■ Exercise prompt
What you return must match the records below character for character, except that no picture appears.

■ Data shown
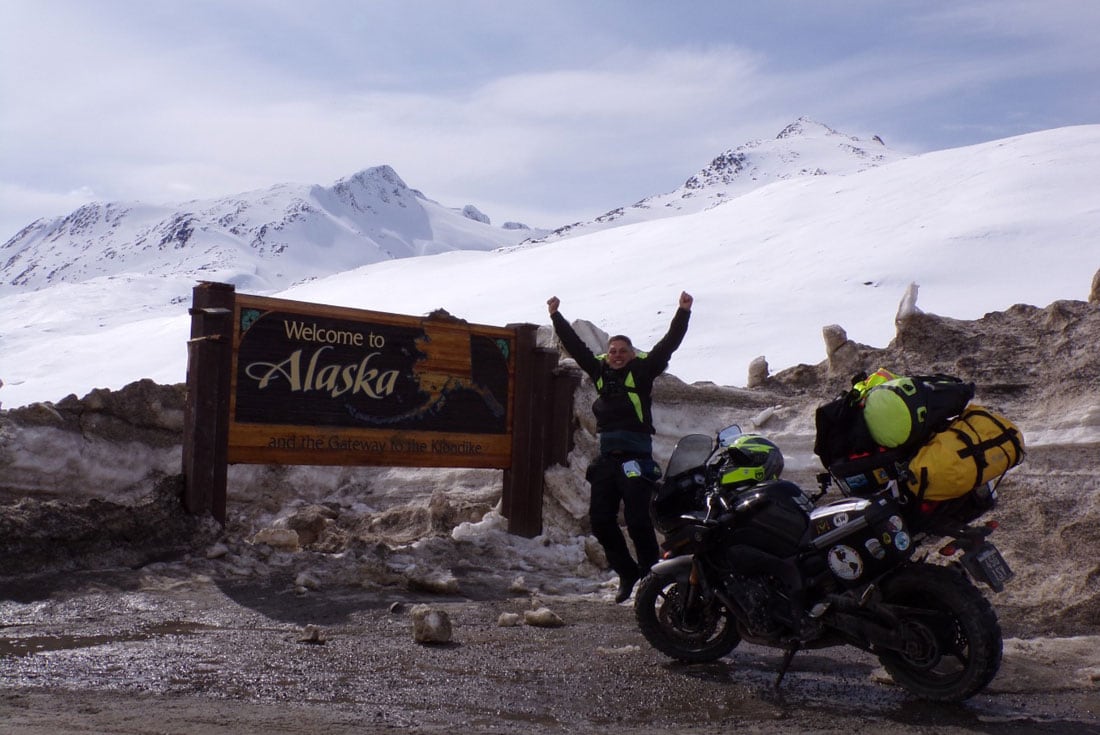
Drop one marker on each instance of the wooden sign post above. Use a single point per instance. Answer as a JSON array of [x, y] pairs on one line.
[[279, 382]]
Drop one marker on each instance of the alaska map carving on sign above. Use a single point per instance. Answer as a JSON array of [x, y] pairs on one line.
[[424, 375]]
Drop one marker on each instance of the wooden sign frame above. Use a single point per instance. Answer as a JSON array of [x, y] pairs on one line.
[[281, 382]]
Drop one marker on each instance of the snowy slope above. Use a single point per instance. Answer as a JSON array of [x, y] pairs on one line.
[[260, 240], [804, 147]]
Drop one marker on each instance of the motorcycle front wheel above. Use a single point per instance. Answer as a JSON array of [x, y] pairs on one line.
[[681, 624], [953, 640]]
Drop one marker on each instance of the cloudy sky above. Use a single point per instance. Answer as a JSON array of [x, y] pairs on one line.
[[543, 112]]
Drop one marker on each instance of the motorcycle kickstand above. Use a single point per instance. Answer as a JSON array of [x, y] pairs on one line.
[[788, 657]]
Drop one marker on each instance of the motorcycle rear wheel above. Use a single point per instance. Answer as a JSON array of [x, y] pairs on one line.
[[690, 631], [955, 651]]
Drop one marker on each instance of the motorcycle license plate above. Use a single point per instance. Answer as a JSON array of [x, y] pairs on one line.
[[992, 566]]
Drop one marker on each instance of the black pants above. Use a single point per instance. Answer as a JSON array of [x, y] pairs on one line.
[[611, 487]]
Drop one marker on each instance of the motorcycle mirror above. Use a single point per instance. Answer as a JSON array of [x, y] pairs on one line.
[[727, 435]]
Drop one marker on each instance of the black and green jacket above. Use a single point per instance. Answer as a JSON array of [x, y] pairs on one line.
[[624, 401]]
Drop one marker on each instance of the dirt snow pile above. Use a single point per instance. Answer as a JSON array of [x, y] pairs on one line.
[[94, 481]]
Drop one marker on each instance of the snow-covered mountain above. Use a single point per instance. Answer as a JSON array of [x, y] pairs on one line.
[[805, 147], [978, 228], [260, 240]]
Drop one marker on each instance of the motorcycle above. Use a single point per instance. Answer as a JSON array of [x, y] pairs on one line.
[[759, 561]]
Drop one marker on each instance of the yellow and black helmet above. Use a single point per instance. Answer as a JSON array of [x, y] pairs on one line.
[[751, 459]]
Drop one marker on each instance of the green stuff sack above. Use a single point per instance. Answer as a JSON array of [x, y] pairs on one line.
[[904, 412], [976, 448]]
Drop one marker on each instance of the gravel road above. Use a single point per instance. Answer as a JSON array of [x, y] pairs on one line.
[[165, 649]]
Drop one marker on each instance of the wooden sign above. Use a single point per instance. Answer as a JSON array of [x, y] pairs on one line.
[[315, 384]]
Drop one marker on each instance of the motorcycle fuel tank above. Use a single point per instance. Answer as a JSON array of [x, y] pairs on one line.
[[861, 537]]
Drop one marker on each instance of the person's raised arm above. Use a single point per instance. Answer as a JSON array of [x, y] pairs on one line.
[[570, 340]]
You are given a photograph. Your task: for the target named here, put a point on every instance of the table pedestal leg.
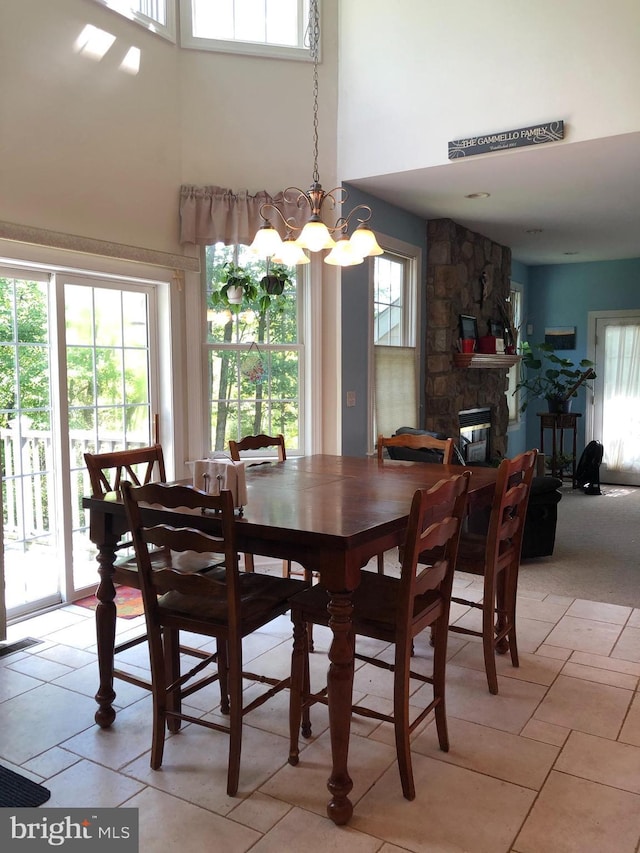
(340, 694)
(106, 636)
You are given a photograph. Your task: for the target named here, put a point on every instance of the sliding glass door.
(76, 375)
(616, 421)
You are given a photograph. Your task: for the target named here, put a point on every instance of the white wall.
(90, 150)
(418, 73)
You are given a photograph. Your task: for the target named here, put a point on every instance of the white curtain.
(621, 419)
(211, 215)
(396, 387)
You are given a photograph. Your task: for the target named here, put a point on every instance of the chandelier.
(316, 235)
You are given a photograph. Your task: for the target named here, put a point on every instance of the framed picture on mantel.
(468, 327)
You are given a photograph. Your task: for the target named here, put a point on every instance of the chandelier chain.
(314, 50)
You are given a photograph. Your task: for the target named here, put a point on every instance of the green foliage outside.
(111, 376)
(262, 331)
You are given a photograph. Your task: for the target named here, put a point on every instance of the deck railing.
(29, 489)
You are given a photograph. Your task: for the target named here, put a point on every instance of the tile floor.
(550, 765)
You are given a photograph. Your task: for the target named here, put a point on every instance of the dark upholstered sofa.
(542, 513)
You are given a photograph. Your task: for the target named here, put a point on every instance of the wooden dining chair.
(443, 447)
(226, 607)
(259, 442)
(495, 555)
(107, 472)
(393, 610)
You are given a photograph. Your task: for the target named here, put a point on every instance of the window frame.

■ Answer box
Drop one marker on each instance of the wooden sign post above. Use a single point per instance. Answer as a JSON array of [x, y] pairs on one line.
[[279, 382]]
Drop one marker on each instance of the alaska map carving on sign above. Use a single point per instance. Answer as a JSON array of [x, y] pairs on one line.
[[424, 375]]
Drop one marker on each instance of the wooden sign frame above. Use a single point per instance. Answer as a JSON array of [x, y] pairs on one line.
[[281, 382]]
Drop one marker on each instance of the snowy slope above. Use a single point per instance. Answer as a JSON array of [x, y] pairs on one line.
[[260, 240], [804, 147]]
Drop one marker on each instance of the motorcycle front wheel above. Use a single point per instance. Answer as a JSON array of [x, y] pairs on one line.
[[681, 624], [953, 640]]
Drop one marker on each instance of the cloudy sky above. Use a single point per instance. Answer as a JSON array of [x, y] pairs on one line.
[[543, 112]]
Drop one marker on each instance of the motorcycle kickstand above. Use a single point per instance. Answer as a JSON array of [x, y] pairs on one line.
[[788, 657]]
Drop one marker on each instance of the motorcycle rear wheel above. Use a single point per instance. Answer as a JSON array of [x, y] pairs on one line.
[[690, 631], [955, 651]]
Drop one marker on each instance of the motorcycle license plate above. Use a single point per instance. Answer as a JSON array of [x, y] pairs on one line.
[[992, 566]]
Drop one marker on each instance of the black pants above. Use a single point per instance. Answer as a JSON array of [x, y] pairs on one line.
[[611, 487]]
Drop one marker on each instance of the motorcycle mirror above. Use a single point per instance. Answer as a JSON array of [x, y] pairs on one line.
[[727, 435]]
Drop one marker on each instance of the black and green jacket above. Use a single point per instance. Answer as a JSON array of [x, y] pairs on one line.
[[624, 401]]
Drop one marker on each instance of the dirt snow pile above. Use a single point per instance. Answer as a JSON array of [x, y] pairs on one line.
[[94, 481]]
Drop one marker on each instance of the snow-covered mountain above. Use a single point per instance. Answer as a JSON array of [x, y] pairs on one line.
[[805, 147], [978, 228], [260, 240]]
Drop one marker on each instance of the motorcycle above. Use a single point per instance. Answer as a JSON array of [x, y] pairs on one line.
[[759, 561]]
Drop one marker on each instance of the yellow and black helmet above. Use a single point per instance. Answer as a JSON array of [x, y] pairs on one line.
[[751, 459]]
Drop one marker on each instance of the green stuff sack above. Use a single point per instance. Answer as a JSON array of [x, y] pairs on one line.
[[904, 412], [976, 448]]
Drop one marker on each instance of the gravel road above. Use a single point per instance. Answer as a JSON array of [x, y] pairs on one line.
[[165, 649]]
Drop one marker on each instance of the wooden sign above. Use a single point per instance. Answer as a JSON array of [x, y] pairs on one line.
[[315, 384]]
Drop one marker on each instance of the motorcycle fuel tank above. Use a single point per instance. Answer as a JSON array of [x, y] pairs on one line.
[[861, 537]]
Drop one marker on each instance of the person's raised arm above. Use a single point per instance. Answer as a JSON array of [x, y] pairs on one line.
[[570, 340]]
You are given a photograph. Your task: for the target named here, put a point on every instance of the table pedestal leg.
(340, 694)
(106, 636)
You are given a photograph. Your task: for the target named here, put a point on every instance of the sliding glass door.
(76, 375)
(616, 421)
You are given a photograph. Your task: for the target named here, put a point on every instance of the white wall.
(90, 150)
(418, 73)
You are given a photograph. Your task: for the target named here, put a point on every instance of the white curtain.
(621, 419)
(211, 215)
(396, 387)
You are given a photograph. Your task: for the target named here, put a point on every instance of the chandelier.
(316, 235)
You are given a photograph. Your task: for the target named here, put a point on every instance of the framed picture on mantel.
(468, 327)
You are given a photograph. Your task: for the target named here, put a point on every instance of the chandelier chain.
(314, 50)
You are given a photograph. Your task: for the target named here, put a point on every instance of the green foliage outside.
(111, 376)
(262, 331)
You are given a photograph. Your task: for the target named here, put a point on every instance of the deck railing.
(29, 489)
You are given a photograph. Your task: for the target named here, put a point on every instance of the tile floor.
(550, 765)
You are given a photograph. Your task: for the target named here, put a point on every instance of the dark upholstered sofa.
(542, 513)
You are given a photograph. Your task: for the target named here, put a point on every instance of the wooden dining chair.
(443, 447)
(226, 607)
(259, 442)
(495, 555)
(107, 472)
(393, 610)
You are given a photograph. Your task: for the target named here, put a point on every instance of the window frame.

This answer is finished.